EXCERPT PROVIDED |
○ ○ ○ ○ ○

Mavis Mill was a cotton spinning mill in Coppull, Chorley, Lancashire

Mavis Mill was built in 1908 alongside the Coppull Ring Mill, which still survives under a change of use to an enterprise centre. The mill was taken over by the Lancashire Cotton Corporation in 1941, but was subsequently demolished to make a car park. The spinning machines were driven by a 2000 hp triple-expansion four-cylinder engine by J & E Wood, 1909, which had a 26 ft flywheel with 36 ropes.

Location 
Coppull is a village and civil parish in Lancashire, England. It is part of the borough of Chorley, lies around  above sea level and has a population of around 7,600. It is bounded by Whittle Brook, Clancutt Brook, the River Yarrow, Eller Brook, Hic-Bibi Brook and Stars Brook. Coppull is located between Chorley and Wigan, to the east of the A49 road near Charnock Richard. The village was 6 km from the Leeds and Liverpool Canal but was served from 1834 by the North Union Railway.

History 
Coppull expanded greatly along with the rest of Lancashire during the Industrial Revolution of the 18th century. As well as the Cotton industry the town is situated on the Lancashire Coal Field. There were several major collieries located in the town during this era with notable collieries being Chisnall Hall and Ellerbeck.

○ ○ ○ ○ ○

Entries from a data source
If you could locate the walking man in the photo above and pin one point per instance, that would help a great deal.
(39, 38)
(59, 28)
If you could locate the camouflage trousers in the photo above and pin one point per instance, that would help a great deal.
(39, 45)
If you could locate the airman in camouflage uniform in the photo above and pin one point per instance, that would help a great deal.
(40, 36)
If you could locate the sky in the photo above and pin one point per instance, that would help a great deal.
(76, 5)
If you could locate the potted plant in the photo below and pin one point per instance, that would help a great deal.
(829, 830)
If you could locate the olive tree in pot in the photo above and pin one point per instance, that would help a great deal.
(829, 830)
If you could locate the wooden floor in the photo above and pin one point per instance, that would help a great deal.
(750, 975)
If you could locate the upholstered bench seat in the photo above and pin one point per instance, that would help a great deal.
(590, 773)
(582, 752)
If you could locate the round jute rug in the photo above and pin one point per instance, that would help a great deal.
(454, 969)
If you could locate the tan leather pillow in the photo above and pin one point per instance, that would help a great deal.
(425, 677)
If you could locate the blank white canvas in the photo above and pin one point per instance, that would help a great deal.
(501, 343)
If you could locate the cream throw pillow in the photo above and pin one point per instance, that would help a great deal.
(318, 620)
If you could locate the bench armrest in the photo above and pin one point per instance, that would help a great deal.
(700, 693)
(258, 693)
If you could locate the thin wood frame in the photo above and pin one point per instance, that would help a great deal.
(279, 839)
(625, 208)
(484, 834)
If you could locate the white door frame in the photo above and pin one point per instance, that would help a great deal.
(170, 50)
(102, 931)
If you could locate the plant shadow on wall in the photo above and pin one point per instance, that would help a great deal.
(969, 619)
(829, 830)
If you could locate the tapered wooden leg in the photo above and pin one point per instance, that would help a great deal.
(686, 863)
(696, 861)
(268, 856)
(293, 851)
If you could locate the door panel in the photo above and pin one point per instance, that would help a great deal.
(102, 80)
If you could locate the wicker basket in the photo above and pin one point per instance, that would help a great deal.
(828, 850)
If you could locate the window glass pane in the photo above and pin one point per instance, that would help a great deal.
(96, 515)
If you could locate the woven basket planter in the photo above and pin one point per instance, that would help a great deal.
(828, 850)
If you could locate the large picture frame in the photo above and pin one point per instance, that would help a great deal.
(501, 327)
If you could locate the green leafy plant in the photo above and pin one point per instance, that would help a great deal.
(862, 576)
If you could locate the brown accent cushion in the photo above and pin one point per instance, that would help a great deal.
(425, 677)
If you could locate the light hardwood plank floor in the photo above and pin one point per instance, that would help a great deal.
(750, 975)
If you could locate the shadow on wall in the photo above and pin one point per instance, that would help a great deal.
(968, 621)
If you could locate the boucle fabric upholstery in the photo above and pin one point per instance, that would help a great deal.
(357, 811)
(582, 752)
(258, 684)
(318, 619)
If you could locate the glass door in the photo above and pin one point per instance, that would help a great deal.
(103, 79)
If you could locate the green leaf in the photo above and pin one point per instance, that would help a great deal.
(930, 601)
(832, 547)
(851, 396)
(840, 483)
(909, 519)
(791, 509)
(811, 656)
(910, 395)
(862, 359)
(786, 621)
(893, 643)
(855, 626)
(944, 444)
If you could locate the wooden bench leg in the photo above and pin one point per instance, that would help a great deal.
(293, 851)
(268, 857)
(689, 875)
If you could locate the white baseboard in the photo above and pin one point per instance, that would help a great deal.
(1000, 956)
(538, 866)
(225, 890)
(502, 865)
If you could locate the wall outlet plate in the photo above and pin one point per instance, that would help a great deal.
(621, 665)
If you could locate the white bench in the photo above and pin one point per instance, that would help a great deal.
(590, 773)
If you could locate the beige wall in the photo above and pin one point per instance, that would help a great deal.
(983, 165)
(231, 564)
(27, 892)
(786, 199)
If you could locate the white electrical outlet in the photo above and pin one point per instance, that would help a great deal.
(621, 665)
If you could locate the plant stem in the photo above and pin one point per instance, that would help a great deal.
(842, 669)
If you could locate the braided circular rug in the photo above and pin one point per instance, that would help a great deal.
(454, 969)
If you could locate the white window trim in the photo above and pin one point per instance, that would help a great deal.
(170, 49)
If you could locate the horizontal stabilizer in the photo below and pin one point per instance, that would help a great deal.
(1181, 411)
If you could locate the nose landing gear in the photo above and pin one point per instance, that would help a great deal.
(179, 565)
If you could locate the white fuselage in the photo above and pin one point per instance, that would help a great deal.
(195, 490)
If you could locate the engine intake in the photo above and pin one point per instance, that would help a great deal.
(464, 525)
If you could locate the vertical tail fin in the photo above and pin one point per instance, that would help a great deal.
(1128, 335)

○ ○ ○ ○ ○

SET TASKS |
**1)** Write out the Mavis Mill passage, starting with "Mavis Mill was built" and going on through "with 36 ropes.".
**2)** How many lines of the records contain the word "below"? Reply with the number alone.
The Mavis Mill passage and the records are separate, unrelated material.

CORRECT ANSWERS |
**1)**
Mavis Mill was built in 1908 alongside the Coppull Ring Mill, which still survives under a change of use to an enterprise centre. The mill was taken over by the Lancashire Cotton Corporation in 1941, but was subsequently demolished to make a car park. The spinning machines were driven by a 2000 hp triple-expansion four-cylinder engine by J & E Wood, 1909, which had a 26 ft flywheel with 36 ropes.

**2)** 2